_Study material_.
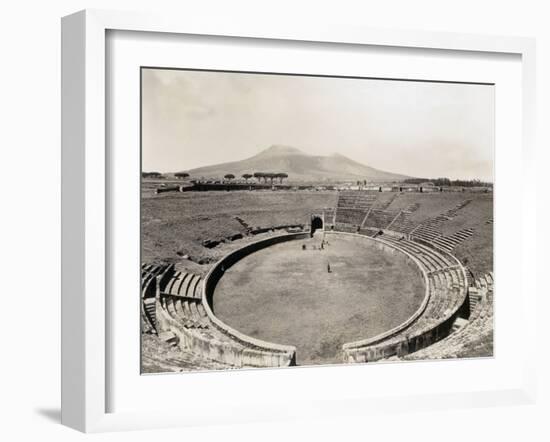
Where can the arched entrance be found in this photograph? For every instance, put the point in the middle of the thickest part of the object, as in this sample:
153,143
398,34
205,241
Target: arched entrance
316,224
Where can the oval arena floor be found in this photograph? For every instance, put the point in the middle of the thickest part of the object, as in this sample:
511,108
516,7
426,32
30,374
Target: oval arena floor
285,294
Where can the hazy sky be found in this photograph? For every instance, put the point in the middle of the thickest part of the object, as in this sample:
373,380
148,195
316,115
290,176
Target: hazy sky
193,119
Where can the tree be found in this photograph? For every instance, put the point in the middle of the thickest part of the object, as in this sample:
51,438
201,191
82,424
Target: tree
259,176
270,175
281,176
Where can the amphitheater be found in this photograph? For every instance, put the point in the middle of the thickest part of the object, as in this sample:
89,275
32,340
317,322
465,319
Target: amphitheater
247,285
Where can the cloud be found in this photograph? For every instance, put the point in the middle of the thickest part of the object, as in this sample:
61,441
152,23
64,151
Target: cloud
194,118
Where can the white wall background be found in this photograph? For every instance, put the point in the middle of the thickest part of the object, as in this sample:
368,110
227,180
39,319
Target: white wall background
30,220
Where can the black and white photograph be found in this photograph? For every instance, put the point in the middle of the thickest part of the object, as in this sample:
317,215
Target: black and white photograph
296,220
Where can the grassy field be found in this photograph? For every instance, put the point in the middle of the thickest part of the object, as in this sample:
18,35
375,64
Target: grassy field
176,224
284,294
298,306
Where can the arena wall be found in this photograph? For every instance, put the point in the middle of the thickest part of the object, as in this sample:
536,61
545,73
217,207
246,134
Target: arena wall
375,348
260,353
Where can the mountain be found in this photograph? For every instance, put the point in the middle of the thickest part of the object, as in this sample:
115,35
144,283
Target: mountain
299,166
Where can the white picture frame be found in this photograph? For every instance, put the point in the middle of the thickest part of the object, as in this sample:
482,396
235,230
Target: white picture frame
85,210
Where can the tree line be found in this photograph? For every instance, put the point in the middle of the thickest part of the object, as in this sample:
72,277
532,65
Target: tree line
448,182
259,176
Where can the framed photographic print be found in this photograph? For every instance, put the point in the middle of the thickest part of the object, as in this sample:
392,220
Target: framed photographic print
251,212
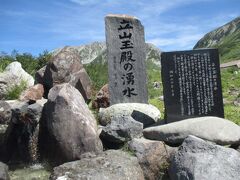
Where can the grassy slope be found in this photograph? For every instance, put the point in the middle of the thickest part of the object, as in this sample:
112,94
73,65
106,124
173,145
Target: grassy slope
229,47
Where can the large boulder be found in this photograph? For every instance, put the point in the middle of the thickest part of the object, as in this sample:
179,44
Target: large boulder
5,112
198,159
33,93
121,130
21,137
4,172
67,128
102,98
110,165
218,130
126,109
153,157
14,75
65,67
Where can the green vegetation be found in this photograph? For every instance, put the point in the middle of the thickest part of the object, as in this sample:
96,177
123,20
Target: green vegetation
229,47
98,74
29,63
15,91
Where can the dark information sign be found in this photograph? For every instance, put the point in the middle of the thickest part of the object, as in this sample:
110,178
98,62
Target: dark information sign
191,84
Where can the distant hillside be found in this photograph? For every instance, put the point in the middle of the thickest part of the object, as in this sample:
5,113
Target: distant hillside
226,38
93,56
96,53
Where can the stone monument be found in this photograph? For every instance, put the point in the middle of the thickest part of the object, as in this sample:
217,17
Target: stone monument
126,54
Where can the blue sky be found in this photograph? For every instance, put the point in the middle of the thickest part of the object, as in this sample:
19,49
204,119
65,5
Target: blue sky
37,25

_What you have to do_.
Copy all the records above exactly, but leave out the pictures.

_Solution to this task_.
Where can the arched entrance be found in this photograph? For every instance, put the point in the middle of the thickest part of the object, as in this sample:
153,143
398,34
205,241
Target: arched entrance
316,224
Where can the oval arena floor be found in this photograph? For every instance, put the point in the middle of the thickest part of the object, as in this sample:
511,108
516,7
426,32
30,374
Target: oval arena floor
285,294
Where can the hazy sky be found in this photograph? For every instance, put the point in the middle of the thickest part of the object, as in this sample:
373,380
148,195
316,115
290,176
Target: hazy sky
193,119
Where can the tree be found in this photograph? For every instance, put the point in the middle of the thickest part of the object, as in this sample:
51,438
201,191
82,424
Target: tree
259,176
270,175
281,176
Where can the amphitheater be found in this photograph? For every instance, put the point in the middle of the thickest part of the object, as in this sample:
89,275
32,340
317,322
465,319
Target: amphitheater
247,285
Where can the cloud be found in this photograph? For every instance, put the point in the middle of the thickest part of the object, as in this sample:
61,441
152,23
64,151
Target: cloud
194,118
Where can the white wall background be found in this photograph? For every instance, put the point in the middle of the thickest part of the object, as in this sample:
368,110
227,180
39,319
Target: white wall background
30,220
Where can the black and white photograph be found in this photograph? For every instance, put the point in the middle of the thickest part of the object, as in this sample:
317,215
Target: black and white photograph
296,220
Where can the grassy field be found in this photograph? For every instance, put the point in the middle of the thickest part of the object, as in this sample:
18,35
375,64
Target: grassy field
176,224
284,294
298,306
Where can the arena wall be found in this photograph? For every instance, put the point in the middle of the thickest part of the object, as in this sample:
536,61
545,73
217,207
246,134
Target: arena wall
375,348
260,353
Where can the mountain be found in this photograph? For every instance, put the point in the middle of the thickest part of the object, as in this sample:
115,35
144,283
Target: mountain
299,166
Where can the white picture frame be found in this photograph? For every instance, put the point in the middle of the thickest part of the object, as in this sample:
482,396
235,230
Target: white picture frame
85,210
Where can the tree line be found in this photograph? For every instance, put the point in the middle of the thickest part of the object, as in this sample:
72,277
532,65
Target: tree line
448,182
259,176
Where can the framed photographic print be found in this photograph? For every instance, put the point in the middle of the thickest part of the object, as in this sample:
392,220
Target: framed photographic print
251,212
Where can the grassy slope be found in this photograph? For every instance, put the point in the middle of the thickest part of the object, as in this sample:
112,94
73,65
106,124
173,145
Target: grassy slope
229,47
Where can the large boulder be found in this photograph? For every instance, put the point in the middle of the thickest part of the object, as in this sample:
179,44
Target: large boulder
5,112
198,159
33,93
121,130
21,137
4,172
67,128
102,98
110,165
218,130
126,109
153,157
14,75
65,67
Where can the green vegetation be found in this photograph? For every instance, put the point in the middle of the thickest part of the object, as in this sample:
96,177
123,20
Target: green vegetation
229,47
98,74
29,63
15,91
Where can the dark information sign be found in this photograph? For every instance, put the point in the middle of the thickest part of the object, as in this sample:
110,178
98,62
Target: dark information sign
191,84
Where can the distant hillside be found in this photograph? For every instance, put the point in the middle of the thickest part of the object, as in this sample:
5,113
Target: distant hillside
226,38
93,56
96,53
Where can the stone monument be found in this photograph? For every instance, put the point in the middle of the thickest part of the object, as in this sample:
217,17
Target: stone monument
126,54
Where can the blue sky be found in this photograph? For every instance, put the point in the middle of the thickest part of the object, as in this sample:
19,49
204,119
65,5
Target: blue sky
37,25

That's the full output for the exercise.